══ Given passage ══

This repository contains a sequence of examples for using PyTorch Lightning and Lhotse, two Python libraries that help with a lot of the necessary plumbing that can otherwise be tricky/time-consuming to take care of yourself (e.g. automatic mixed precision, dynamic batching, etc.).
The examples are split between Google Colab notebooks in notebooks
(e.g. notebooks/01_mwe.ipynb
) and Python script in the root directory (e.g. train_mwe.py
).
The notebooks contain a lot of prose aimed at newcomers and builds up a component-by-component introduction towards a given Python script (e.g. everything you need to understand train_mwe.py
is found in 01_mwe.ipynb
).
We'll be using the latest stable versions of various packages as of early June 2023:
# For minimal working example in train_mwe.py
torch==2.0.1
torchaudio==2.02
lightning==2.0.2
lhotse==1.14.0
# For extras in train_mwe-extras.py and trainlnl.py
jiwer==3.0.2
pandas==2.0.2
hydra-core==1.3.2
wandb==0.15.4
torchinfo==1.8.0
You can create and activate a conda environment at in the env
directory from the env.yaml
file using:
conda env create --prefix ./env --file env.yaml
conda activate ./env
If you have docker and docker-compose you can also launch a container using:
docker compose run lnl-examples
Once you've set up this environment (and optionally read the corresponding notebook), you can run a given example as:
python train_mwe.py
# or extras
python train_mwe-extras.py
# To run without Weights & Biases configured
wandb disabled
python train_lnl.py \
lnl.wnb_project=null \
lnl.wnb_run=null
# To run with Weights & Biases configured
wandb enabled
python train_lnl.py \
lnl.wnb_project=my_project \
lnl.wnb_run='test run train_lnl.py'
# Use Hydra CLI overrides to change/add configs (see defaults in configs folder):
python train_lnl.py \
lnl.wnb_project=my_project \
lnl.wnb_run='test run train_lnl.py' \
trainer.precision='16-mixed' \
+trainer.gradient_clip_val=0.5

═══
══ Dataset rows ══

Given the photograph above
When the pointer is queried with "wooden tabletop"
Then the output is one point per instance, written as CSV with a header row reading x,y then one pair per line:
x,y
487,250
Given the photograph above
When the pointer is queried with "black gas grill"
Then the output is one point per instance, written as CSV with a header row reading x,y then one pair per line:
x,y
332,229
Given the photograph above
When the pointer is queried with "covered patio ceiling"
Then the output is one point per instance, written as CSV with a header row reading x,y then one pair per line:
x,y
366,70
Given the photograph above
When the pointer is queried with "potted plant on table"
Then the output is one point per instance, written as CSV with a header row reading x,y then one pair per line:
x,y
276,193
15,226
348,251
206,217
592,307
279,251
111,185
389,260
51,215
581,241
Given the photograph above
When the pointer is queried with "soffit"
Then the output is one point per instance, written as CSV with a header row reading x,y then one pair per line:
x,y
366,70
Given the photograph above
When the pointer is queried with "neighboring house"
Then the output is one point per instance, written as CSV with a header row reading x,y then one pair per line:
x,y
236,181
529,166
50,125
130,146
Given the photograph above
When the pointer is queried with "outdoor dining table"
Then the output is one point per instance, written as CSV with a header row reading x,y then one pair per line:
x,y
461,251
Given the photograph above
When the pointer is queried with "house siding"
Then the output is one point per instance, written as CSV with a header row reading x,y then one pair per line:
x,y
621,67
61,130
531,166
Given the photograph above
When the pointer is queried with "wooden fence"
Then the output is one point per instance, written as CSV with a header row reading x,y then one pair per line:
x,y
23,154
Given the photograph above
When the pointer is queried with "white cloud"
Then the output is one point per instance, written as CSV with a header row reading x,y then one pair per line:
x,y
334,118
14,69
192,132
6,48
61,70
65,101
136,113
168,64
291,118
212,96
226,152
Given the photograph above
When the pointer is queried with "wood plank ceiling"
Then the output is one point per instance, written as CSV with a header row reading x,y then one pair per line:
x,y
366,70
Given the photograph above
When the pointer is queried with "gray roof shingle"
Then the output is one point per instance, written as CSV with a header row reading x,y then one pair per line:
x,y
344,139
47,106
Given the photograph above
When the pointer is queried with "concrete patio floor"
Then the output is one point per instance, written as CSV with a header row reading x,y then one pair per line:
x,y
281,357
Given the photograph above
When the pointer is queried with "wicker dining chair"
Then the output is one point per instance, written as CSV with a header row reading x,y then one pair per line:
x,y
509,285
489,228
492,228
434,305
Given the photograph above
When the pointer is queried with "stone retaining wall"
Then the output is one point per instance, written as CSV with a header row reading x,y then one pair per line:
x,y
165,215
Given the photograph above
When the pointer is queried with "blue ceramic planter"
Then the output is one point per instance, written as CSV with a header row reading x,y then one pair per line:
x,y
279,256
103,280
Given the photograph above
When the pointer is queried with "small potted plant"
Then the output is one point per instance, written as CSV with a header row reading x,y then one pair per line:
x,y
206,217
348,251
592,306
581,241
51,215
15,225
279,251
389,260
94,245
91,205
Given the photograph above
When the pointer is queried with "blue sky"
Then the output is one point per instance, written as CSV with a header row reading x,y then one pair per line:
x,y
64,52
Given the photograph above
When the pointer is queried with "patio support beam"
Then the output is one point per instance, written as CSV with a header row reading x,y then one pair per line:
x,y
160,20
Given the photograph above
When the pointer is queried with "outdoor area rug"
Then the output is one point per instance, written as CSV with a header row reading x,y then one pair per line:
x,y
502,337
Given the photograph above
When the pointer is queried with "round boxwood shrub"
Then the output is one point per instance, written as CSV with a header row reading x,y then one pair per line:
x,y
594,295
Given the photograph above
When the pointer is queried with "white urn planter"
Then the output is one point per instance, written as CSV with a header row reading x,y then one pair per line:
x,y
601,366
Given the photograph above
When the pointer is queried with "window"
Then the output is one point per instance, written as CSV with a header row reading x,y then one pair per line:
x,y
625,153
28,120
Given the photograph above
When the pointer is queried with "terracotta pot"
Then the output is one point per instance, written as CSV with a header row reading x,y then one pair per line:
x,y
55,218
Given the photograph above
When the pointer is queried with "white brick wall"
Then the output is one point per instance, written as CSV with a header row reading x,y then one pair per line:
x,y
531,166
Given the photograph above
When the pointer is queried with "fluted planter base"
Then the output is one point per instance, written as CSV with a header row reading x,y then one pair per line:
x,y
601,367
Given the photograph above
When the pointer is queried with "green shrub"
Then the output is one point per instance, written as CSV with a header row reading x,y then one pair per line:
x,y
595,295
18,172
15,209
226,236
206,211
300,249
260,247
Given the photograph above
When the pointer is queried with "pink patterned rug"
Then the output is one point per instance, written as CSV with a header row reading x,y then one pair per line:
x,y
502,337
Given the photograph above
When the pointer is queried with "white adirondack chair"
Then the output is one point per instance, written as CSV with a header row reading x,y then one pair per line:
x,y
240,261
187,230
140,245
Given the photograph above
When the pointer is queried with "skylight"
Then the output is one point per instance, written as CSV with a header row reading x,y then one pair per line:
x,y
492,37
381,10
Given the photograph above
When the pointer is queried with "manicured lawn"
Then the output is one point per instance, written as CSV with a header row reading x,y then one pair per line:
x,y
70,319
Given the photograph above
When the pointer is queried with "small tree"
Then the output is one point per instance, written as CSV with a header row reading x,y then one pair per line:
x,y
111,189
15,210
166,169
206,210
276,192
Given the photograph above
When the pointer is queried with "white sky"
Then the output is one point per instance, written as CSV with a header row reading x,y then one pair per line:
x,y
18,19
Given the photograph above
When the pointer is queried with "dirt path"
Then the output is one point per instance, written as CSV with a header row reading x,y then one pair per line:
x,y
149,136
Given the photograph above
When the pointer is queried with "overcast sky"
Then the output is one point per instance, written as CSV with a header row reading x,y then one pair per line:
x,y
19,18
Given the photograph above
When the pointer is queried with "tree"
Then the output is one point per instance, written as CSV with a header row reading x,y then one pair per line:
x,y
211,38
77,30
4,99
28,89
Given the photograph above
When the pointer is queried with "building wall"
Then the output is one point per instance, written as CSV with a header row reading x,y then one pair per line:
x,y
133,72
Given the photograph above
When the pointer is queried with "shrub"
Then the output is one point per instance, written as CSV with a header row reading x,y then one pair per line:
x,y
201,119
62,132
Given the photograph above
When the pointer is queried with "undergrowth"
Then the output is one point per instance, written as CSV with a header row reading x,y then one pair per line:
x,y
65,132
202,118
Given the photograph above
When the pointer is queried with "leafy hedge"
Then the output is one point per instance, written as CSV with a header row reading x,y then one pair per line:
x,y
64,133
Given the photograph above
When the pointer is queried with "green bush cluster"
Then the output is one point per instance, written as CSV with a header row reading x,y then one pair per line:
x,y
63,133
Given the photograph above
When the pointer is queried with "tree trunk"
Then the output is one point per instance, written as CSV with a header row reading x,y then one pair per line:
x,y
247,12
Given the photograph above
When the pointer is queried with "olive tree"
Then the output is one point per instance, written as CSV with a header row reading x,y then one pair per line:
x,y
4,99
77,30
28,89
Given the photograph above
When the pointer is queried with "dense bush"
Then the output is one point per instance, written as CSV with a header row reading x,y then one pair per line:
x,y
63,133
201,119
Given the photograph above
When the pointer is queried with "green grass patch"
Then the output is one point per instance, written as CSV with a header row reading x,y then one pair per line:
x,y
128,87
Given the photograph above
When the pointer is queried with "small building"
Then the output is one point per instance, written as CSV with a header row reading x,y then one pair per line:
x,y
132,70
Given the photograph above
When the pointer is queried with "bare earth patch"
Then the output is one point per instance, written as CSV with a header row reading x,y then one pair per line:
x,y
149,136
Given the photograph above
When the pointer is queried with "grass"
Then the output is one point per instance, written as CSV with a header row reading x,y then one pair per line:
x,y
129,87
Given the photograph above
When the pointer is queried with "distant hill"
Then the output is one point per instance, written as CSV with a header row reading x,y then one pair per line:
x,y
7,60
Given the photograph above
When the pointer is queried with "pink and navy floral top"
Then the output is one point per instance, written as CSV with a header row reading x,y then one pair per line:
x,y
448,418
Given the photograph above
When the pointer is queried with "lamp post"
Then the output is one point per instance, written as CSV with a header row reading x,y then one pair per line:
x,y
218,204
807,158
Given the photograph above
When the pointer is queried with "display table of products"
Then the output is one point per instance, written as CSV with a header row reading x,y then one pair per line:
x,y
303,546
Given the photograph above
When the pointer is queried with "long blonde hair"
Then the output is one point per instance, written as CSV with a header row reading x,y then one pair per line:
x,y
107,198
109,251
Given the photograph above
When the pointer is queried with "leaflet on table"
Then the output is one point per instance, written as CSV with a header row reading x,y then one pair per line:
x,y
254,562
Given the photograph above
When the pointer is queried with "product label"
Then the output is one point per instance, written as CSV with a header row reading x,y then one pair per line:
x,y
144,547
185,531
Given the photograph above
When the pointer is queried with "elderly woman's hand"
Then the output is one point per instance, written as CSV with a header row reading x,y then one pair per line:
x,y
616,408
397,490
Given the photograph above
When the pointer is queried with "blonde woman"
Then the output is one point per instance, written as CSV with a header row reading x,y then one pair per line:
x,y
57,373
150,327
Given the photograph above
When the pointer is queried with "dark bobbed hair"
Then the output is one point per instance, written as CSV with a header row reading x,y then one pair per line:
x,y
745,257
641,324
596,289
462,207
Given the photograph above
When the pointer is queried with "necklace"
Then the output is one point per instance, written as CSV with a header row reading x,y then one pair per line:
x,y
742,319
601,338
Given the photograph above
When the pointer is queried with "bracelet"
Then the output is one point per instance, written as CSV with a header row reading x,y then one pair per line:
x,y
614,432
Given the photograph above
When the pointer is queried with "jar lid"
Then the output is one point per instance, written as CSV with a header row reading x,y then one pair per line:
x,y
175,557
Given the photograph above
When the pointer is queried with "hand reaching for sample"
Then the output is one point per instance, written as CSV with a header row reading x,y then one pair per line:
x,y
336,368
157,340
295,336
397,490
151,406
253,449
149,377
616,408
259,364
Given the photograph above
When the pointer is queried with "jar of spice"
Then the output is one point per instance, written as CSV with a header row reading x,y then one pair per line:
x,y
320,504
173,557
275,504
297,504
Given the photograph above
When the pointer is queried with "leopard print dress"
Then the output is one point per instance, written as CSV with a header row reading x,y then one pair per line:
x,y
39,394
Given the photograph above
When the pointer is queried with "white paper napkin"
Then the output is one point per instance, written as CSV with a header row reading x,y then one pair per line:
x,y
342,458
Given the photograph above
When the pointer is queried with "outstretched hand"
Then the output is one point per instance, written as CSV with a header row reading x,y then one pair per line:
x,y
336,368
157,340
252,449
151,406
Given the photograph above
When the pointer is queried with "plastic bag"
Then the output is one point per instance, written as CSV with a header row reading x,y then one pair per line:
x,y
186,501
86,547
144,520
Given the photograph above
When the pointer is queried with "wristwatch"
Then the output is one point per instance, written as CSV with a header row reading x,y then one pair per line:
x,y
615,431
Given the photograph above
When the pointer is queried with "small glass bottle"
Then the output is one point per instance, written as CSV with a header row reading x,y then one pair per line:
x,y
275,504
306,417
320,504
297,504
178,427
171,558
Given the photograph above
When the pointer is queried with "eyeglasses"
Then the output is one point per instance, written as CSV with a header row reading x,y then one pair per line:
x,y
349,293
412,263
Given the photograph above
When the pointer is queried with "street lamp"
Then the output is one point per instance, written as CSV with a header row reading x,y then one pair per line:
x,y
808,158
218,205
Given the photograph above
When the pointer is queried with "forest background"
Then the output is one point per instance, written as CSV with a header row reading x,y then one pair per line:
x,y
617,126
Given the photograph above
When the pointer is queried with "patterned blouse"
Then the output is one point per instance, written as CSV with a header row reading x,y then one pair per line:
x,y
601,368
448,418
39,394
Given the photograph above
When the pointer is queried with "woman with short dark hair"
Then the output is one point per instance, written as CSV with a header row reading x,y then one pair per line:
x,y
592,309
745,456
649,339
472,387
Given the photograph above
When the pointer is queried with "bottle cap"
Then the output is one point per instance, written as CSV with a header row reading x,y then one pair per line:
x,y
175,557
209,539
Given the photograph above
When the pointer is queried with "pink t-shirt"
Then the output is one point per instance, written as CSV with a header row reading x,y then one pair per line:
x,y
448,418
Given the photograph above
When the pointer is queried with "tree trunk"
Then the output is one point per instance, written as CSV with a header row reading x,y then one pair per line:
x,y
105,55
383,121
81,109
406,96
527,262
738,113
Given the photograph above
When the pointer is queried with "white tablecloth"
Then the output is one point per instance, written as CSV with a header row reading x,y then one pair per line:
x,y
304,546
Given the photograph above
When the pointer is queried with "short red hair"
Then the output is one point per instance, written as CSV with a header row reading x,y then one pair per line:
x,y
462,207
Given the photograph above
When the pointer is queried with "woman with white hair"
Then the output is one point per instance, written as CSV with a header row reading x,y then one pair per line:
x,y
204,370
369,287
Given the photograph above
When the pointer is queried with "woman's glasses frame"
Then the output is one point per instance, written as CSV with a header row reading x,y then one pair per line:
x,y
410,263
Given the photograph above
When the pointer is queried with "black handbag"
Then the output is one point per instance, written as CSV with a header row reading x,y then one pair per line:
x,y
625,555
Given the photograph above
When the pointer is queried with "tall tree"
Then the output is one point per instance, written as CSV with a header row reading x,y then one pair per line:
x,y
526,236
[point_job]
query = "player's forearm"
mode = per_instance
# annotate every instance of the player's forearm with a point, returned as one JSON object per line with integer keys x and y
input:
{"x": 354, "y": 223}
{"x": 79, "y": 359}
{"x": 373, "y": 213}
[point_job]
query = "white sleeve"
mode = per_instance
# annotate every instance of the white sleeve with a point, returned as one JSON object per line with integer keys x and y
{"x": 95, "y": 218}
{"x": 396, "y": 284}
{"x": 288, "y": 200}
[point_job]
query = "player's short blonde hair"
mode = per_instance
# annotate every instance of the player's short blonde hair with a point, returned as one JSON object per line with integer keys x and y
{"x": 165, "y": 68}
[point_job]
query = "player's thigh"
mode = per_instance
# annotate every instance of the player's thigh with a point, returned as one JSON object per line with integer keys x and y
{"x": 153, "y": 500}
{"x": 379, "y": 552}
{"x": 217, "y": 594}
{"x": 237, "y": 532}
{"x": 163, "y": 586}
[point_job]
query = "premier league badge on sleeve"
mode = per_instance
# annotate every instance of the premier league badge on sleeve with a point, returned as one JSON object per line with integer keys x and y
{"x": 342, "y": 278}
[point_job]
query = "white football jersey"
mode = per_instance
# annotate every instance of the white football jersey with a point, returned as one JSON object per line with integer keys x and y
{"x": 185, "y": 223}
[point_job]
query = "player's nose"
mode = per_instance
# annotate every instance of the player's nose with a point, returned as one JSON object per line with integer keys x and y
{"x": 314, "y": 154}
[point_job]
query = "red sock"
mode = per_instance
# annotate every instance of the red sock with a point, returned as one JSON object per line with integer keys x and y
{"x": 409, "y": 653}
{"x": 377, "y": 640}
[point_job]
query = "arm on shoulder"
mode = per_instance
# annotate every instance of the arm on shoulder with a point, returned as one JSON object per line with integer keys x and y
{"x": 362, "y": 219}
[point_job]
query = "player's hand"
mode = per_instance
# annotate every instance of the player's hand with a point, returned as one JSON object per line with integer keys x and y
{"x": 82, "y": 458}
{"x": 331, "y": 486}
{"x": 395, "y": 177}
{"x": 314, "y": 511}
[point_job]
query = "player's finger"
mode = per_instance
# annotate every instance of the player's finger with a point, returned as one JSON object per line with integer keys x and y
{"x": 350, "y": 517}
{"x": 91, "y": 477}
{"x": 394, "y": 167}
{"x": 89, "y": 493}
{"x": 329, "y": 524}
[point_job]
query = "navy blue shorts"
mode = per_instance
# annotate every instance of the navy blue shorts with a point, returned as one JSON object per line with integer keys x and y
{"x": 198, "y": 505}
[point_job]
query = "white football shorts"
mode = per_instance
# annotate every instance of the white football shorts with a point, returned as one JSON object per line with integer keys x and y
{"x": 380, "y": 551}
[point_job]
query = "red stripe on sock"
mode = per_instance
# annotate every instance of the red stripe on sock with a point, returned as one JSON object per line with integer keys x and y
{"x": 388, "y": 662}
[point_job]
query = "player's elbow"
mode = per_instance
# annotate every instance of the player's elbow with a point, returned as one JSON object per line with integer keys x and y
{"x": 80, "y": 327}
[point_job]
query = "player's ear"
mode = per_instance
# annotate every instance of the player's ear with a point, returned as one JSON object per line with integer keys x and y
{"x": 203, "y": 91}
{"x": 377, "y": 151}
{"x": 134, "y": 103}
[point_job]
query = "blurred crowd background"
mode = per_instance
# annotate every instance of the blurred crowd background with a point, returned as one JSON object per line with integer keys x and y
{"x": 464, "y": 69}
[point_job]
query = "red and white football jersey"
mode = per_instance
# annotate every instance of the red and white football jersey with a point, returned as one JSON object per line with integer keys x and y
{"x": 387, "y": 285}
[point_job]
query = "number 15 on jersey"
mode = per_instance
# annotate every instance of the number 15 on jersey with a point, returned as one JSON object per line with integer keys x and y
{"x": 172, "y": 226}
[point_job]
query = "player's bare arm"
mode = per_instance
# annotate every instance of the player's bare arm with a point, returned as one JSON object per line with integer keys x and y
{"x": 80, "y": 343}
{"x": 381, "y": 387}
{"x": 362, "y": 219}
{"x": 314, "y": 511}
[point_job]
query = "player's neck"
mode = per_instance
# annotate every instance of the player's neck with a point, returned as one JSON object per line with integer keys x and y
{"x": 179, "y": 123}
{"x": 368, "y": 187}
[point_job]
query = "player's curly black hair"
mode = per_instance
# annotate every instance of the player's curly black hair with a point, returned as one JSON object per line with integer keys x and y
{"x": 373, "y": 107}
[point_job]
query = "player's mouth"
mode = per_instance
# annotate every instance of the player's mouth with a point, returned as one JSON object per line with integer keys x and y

═══

Task description — From the repository text on PyTorch Lightning and Lhotse, list every package shown for the extras scripts, with the version given for each.

Exercise result —
- jiwer 3.0.2
- pandas 2.0.2
- hydra-core 1.3.2
- wandb 0.15.4
- torchinfo 1.8.0